Dataset extract:

========================================

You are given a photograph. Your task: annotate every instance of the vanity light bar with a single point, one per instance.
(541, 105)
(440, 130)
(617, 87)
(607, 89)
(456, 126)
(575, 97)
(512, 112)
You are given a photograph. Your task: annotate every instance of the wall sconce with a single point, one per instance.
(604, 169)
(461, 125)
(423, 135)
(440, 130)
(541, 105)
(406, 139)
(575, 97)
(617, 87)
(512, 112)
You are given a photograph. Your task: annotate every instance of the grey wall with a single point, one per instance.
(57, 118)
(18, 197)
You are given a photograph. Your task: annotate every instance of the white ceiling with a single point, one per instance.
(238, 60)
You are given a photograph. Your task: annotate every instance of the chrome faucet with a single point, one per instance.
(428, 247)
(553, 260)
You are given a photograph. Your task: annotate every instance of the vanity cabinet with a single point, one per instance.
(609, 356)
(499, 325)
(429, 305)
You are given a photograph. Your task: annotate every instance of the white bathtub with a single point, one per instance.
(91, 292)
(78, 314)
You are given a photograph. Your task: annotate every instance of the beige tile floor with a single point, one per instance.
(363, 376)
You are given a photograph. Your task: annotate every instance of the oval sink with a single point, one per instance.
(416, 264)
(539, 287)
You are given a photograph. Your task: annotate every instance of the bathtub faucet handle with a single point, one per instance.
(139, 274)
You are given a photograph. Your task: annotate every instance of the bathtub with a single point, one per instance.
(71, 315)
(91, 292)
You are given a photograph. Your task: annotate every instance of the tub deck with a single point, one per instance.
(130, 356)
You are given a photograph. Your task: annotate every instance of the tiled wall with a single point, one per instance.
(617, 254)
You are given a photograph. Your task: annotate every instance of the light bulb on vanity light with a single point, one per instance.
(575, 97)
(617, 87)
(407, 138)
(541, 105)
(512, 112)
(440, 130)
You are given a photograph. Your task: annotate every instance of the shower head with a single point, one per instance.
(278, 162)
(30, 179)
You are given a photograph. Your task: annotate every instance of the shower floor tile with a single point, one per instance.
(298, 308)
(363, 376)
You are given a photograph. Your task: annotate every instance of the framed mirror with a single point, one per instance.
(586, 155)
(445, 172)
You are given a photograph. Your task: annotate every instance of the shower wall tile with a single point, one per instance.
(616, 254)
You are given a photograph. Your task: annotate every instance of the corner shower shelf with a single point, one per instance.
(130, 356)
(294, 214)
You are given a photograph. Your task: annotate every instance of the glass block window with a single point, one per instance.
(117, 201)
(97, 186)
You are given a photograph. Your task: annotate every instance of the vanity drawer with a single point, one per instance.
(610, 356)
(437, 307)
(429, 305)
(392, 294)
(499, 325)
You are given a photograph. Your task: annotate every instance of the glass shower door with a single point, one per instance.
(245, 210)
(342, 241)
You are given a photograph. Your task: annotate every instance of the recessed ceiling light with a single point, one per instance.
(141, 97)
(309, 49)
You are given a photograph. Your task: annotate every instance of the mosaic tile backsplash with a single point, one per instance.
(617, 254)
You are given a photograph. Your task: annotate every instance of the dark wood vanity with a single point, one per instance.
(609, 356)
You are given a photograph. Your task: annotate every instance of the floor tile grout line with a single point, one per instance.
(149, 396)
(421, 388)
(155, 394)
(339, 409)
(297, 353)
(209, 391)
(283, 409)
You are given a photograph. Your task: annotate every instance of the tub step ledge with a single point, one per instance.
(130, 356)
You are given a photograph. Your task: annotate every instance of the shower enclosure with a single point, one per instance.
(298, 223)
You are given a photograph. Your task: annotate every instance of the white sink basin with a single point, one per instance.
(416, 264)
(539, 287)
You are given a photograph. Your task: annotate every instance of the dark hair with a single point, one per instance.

========================================

Problem details: Using the material above, reproduce exactly the line that contains "door with a single point, one per instance." and all lines after it through the last one, and only those.

Completed exercise:
You are given a photograph. Your task: annotate every instance of the glass shower door with a single point, one per instance.
(245, 210)
(342, 241)
You are given a photograph. Your task: annotate every instance of the recessed ceiling light with a single point, one per instance.
(141, 97)
(309, 49)
You are given a photograph. Your task: annotate every instance of the mosaic tile backsplash with a single point, one per instance.
(617, 254)
You are given a photograph. Your task: annotate every instance of the dark wood vanity with a single point, one per instance.
(609, 356)
You are given a photograph. Your task: annotate every instance of the floor tile grout line with a single point, one per instance.
(149, 396)
(421, 388)
(155, 394)
(339, 409)
(297, 353)
(209, 391)
(283, 409)
You are given a photograph. Your task: annotate every instance of the tub step ledge with a single point, one per instance.
(130, 356)
You are given a photograph. Your task: annotate every instance of the shower enclosure with a single point, one per instance.
(298, 223)
You are given a photograph. Your task: annotate every instance of the white sink basin with a single point, one per instance.
(416, 264)
(539, 287)
You are given a photograph. Your task: annotate every instance of the dark hair with a single point, one per instance.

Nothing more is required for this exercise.